** Begin Reading text **
Internal combustion engine for motor vehicles

Abstract

An internal combustion engine has an exhaust gas recirculation system to recirculate a portion of exhaust gases into an induction passage downstream of a throttle valve under the control of a valve device that is actuated by a vacuum in the induction passage and has a carburetor including a manifold vacuum responsive enriching system. The engine also has means detecting conditions where recirculation of exhaust gases is effected and valve means for controlling vacuum applied to a servo in the enriching system to render the enriching system in its operative condition. The enriching system may include a conventional power piston device which increases fuel flow during high power demanded conditions or a conventional air fuel mixture circuit system which supplies air fuel mixture to the induction passage downstream of the throttle valve during periods of deceleration.

Description

The present invention relates to an internal combustion engine for motor vehicles and more particularly to an internal combustion engine having an exhaust gas recirculation (EGR) system.
** End Reading text **
| List of tasks |
1/ Using the engine text above, decide whether each statement agrees with it: (a) the valve device that controls recirculation is actuated by a vacuum in the induction passage; (b) exhaust gases are recirculated into the induction passage upstream of the throttle valve; (c) the air fuel mixture circuit system supplies mixture during periods of acceleration. For each, answer yes or no and quote the deciding words.
2/ Summarize the engine text above in two sentences.
** Begin Provided data **
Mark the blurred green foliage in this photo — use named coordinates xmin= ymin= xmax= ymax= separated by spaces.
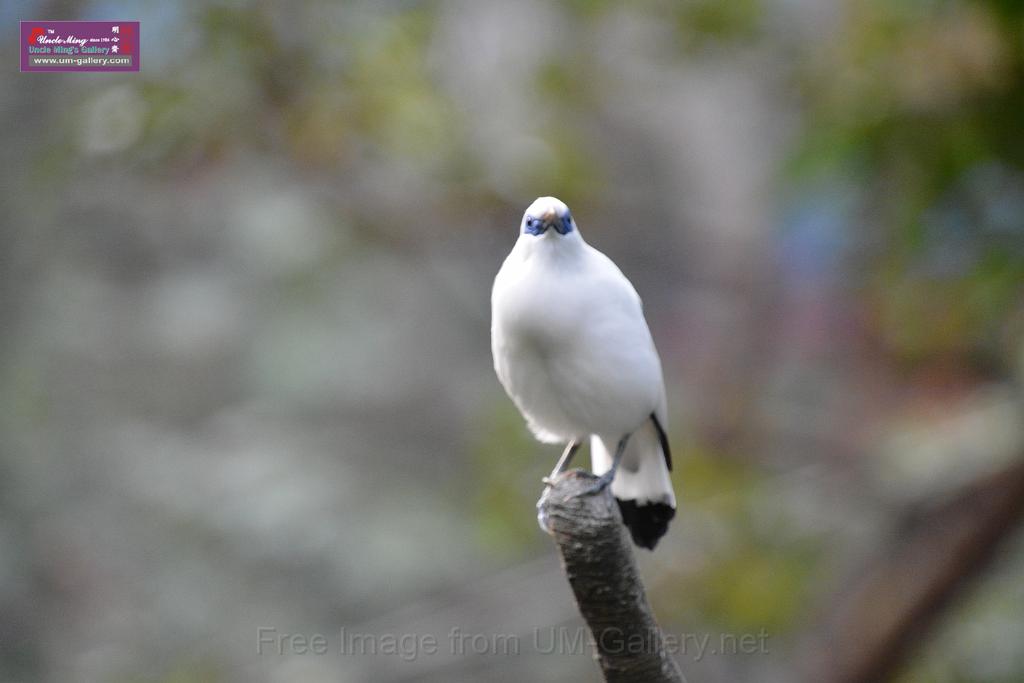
** End Provided data **
| Final answers |
1/
(a) Yes: "under the control of a valve device that is actuated by a vacuum in the induction passage"
(b) No: "recirculate a portion of exhaust gases into an induction passage downstream of a throttle valve"
(c) No: "supplies air fuel mixture to the induction passage downstream of the throttle valve during periods of deceleration"

2/ The engine text describes an internal combustion engine for motor vehicles whose exhaust gas recirculation system sends part of the exhaust gases into the induction passage downstream of the throttle valve, and whose carburetor includes a manifold vacuum responsive enriching system. The engine detects when recirculation is taking place and uses valve means to control the vacuum applied to a servo, which makes the enriching system operative; that system may be a power piston device that increases fuel flow under high power demand or an air fuel mixture circuit system used during deceleration.